The first imperative is to seek to depoliticise the debate. As the policy shifts of the major parties demonstrate, there is nothing inherently left or right wing about whether to centralise or devolve, whether to trust providers or empower users, whether to favour uniformity or responsiveness. Indeed as Christopher Hood argued back in 1997, using our old friend cultural theory, the ‘messy dialectic’ (my phrase) of public service reform is as much a story of the battle between hierarchical (centralised, bureaucratic), individualist (market based), and egalitarian (producer led, devolved) models as between political ideologies.

Every reform strategy has its flaws which lead, even if after some initial progress, to the emergence of contrasting strategies. I heard a vivid example of this the other day in the story of a head teacher operating in one of the largest chains of Academies. The head had resigned in frustration at the control over his school exercised by the chain’s national board. A governor of the same school confirmed to me that there is minimal devolved authority in areas like budget allocation. So, Academies, a policy which can be seen as the final stage in the process of liberating schools from local bureaucracy that started back with local management of schools in the late eighties, has recreated the very systems of control (albeit based on an Academy brand rather than a locality) which the original reformers set out to abolish!

Getting the right mix of national strategy and accountability, local responsiveness, professional esteem, user power, continuity, efficiency and diversity is a never ending juggling act. The politicisation of reform not only denies this complexity it encourages Government opponents continually to argue that services are in crisis (which helps to explain why when NHS user satisfaction rates are at an all time high 4 in 5 of us agree that the health service ‘in in crisis’!) and, worst of all, it encourages the myth that public services could solve all their problems, indeed all our problems, if only we found the right mode of delivery.

This is why the first imperative in a new progressive approach should be the encouragement of new public service alliances bringing together policy makers, managers, professionals and citizens committed to strong public services but also, instead if lapsing into shroud waving or special pleading, to facing up to the difficult issues. This is what the RSA is trying to do with its education charter, which we hope will gain support from everyone from employers and academics to governors and students.

## Material supplied
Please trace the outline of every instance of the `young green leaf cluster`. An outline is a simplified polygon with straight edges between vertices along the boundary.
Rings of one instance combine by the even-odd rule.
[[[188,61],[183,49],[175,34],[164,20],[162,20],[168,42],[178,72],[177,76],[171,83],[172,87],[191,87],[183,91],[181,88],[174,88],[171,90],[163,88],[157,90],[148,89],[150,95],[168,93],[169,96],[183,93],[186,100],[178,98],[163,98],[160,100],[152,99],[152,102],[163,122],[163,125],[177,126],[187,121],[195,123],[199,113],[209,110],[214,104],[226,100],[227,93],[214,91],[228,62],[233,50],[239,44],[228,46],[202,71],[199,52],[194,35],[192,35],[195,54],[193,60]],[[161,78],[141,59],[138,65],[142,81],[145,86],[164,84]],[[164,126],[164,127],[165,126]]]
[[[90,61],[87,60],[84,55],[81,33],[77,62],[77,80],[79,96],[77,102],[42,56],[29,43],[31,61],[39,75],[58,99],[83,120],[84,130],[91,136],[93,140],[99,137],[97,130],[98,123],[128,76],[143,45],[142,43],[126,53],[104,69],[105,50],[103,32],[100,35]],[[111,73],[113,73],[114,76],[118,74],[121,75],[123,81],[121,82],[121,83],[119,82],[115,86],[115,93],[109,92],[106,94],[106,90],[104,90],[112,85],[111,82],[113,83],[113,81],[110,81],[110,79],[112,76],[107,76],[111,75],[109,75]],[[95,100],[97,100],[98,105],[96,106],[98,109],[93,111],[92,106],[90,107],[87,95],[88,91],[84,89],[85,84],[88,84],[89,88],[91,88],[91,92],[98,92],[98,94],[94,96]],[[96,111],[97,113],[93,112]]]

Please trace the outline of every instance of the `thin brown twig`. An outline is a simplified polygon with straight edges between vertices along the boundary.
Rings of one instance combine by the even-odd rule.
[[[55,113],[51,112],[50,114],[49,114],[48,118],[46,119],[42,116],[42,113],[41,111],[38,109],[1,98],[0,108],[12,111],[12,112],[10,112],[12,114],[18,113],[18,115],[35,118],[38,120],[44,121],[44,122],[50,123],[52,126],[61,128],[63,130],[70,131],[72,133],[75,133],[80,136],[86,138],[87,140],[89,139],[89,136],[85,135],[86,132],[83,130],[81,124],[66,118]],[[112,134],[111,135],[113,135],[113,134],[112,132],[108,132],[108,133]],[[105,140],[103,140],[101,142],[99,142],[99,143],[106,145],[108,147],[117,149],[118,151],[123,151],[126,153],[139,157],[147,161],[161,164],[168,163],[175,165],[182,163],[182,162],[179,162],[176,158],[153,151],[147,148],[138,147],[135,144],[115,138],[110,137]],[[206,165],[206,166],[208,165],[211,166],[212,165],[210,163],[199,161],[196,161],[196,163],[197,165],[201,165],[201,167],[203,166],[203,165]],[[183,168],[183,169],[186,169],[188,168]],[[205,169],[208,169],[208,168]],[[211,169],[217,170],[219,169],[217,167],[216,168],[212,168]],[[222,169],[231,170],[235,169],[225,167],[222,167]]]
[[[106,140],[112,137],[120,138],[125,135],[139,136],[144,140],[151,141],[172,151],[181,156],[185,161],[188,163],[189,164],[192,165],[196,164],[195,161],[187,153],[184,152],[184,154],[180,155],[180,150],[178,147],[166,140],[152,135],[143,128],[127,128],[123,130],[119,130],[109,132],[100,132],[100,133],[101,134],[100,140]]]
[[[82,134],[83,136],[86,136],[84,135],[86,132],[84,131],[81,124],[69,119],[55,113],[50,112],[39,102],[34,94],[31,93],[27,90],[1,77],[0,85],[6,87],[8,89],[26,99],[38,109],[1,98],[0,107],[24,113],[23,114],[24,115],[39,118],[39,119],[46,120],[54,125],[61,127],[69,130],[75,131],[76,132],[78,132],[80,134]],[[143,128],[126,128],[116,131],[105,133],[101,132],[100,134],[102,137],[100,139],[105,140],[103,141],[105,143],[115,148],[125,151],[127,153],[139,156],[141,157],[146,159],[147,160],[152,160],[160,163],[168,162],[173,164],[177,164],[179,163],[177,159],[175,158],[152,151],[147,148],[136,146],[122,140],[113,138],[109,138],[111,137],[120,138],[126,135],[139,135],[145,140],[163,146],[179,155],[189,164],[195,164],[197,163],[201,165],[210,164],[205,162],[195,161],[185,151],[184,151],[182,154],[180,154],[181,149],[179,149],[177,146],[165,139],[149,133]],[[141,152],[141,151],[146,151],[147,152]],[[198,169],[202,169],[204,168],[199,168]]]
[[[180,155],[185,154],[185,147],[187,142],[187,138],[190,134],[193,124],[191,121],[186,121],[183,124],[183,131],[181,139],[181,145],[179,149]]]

## Your instructions
Continue the piece on public service reform, beginning right after its last sentence.

## Right answer
A national alliance of this sort is the corollary of the local collaboration vital to the progress of public services. There are important examples of how public services can move from being services delivered to passive users to co-productions in which professionals and citizens work together. One is individual budgets in social care where the client’s and carer’s desire for dignity and control (previously seen as problem by the system) is now a resource to ensure people get the service they want while at the same time reducing the need for council bureaucracy. Another is refuse collection, where the expectations of recycling now mean many of us spend more time sorting our rubbish than does the council. But the insight that public service outcomes can best be delivered by a genuine collaboration between provider, user and the wider community is still too marginal, and we need more ideas and innovations about how to turn this insight not only into new forms of delivery but into new services.

Finally, and here I echo points I made yesterday about ‘us and us’ political dialogue, we need to get real about public services can be expected to deliver without our explicit commitment and practical support. The idea that in a society where economic inequality has increased substantially over the last two decades (albeit falling most recently), we can expect schools to deliver educational equality or the NHS to tackle health inequality is ludicrous. It is equally deluded to imagine that we can expect cash strapped public services to close the ever widening social care gap. If we can’t find better ways of mobilising family and community support only those with the most pressing and urgent needs will get the care they need.

The power of public services is that they express our collective commitment to each other and to the ideal of continually improving our well-being. But we need to be clear about the depth of that commitment, about what we can expect from public services, about the trade-offs that have to be made, and that services that operate without public engagement and support are like a brick wall without cement.